- [ASSIGNMENT]
Return each entry exactly, so that nothing in the data differs from the original.

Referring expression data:
^^^^
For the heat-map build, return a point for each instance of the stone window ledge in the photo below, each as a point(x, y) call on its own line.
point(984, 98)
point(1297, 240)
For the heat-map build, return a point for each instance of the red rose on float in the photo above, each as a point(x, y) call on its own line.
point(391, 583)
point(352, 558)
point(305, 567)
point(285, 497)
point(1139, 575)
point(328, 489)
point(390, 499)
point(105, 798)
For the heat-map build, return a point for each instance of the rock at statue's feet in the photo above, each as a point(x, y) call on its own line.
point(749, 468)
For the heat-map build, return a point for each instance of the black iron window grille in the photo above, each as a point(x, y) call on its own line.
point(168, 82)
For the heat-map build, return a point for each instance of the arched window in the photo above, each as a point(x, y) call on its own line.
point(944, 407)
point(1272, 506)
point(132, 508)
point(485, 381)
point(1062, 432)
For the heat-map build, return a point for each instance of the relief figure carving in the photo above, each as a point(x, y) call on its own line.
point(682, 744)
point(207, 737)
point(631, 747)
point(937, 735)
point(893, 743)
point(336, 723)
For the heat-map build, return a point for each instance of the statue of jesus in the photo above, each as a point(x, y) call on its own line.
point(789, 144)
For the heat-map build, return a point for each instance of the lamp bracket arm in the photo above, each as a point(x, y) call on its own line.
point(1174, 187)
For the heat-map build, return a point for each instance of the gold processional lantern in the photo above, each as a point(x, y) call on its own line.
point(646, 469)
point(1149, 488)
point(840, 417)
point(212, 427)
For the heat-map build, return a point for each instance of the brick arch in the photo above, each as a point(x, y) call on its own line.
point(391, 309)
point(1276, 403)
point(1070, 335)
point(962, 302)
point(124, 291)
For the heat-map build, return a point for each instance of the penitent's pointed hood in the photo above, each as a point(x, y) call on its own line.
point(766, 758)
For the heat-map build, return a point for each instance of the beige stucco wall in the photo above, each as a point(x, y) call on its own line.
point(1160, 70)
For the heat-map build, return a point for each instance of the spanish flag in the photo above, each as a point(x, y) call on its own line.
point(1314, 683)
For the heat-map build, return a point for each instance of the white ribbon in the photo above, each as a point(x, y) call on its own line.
^^^^
- [OUTPUT OF THE TASK]
For the heat-map build, return a point for each instance of the stone window ledge in the photo below, each as a point(x, y) call on its own line.
point(984, 98)
point(1297, 240)
For the heat-map build, return a point for each instance of the red rose on float in the photo above, each as a point(x, y) call on its own line.
point(391, 583)
point(352, 558)
point(305, 567)
point(285, 497)
point(1139, 575)
point(328, 489)
point(390, 499)
point(105, 798)
For the heat-map build, return a point for each instance of the rock at statue's feet in the photo above, each as a point(x, y) call on its own line.
point(749, 468)
For the heat-map build, return a point for each instance of the black iron window grille in the photo above, each as a point(x, y) call on its own line.
point(168, 82)
For the heat-map build, return a point for each instance of the arched window in the photo above, each as a point(x, y) call on its own line.
point(944, 407)
point(1272, 506)
point(132, 508)
point(485, 381)
point(1062, 432)
For the heat-map build, return a point for each instance of the relief figure carving in the photo above, each as a point(x, y) call on its own line.
point(682, 744)
point(207, 737)
point(631, 747)
point(937, 735)
point(893, 743)
point(336, 723)
For the heat-map build, return a point for each instance of the statue of jesus in the photo above, each as a point(x, y) call on its own line.
point(789, 144)
For the heat-map build, return a point for each instance of the lamp bracket arm in the photo above, each as a point(x, y) call on its own line.
point(1174, 187)
For the heat-map build, return a point for each instance of the gold processional lantern in the photo above, each as a point(x, y) call on its own line.
point(646, 469)
point(1149, 488)
point(840, 417)
point(212, 427)
For the heat-map build, return a point for each instance of the brick arch in the photo above, each as a point(x, y) call on its own line.
point(391, 309)
point(1276, 403)
point(1070, 335)
point(962, 302)
point(124, 291)
For the heat-map build, return a point for each instance of the penitent's pointed hood in the photo above, each as a point(x, y) call on its own line.
point(766, 758)
For the heat-map build, return a point for each instance of the beige stucco wall in the photo above, each as a point(x, y) call on its own line.
point(1160, 70)
For the heat-map build, return a point for each instance of the spanish flag in the photo above, each as a point(x, y) call on its own line.
point(1314, 683)
For the heat-map build, return a point for each instance of the white ribbon in the photo above, each as a point(x, y) call on its own line.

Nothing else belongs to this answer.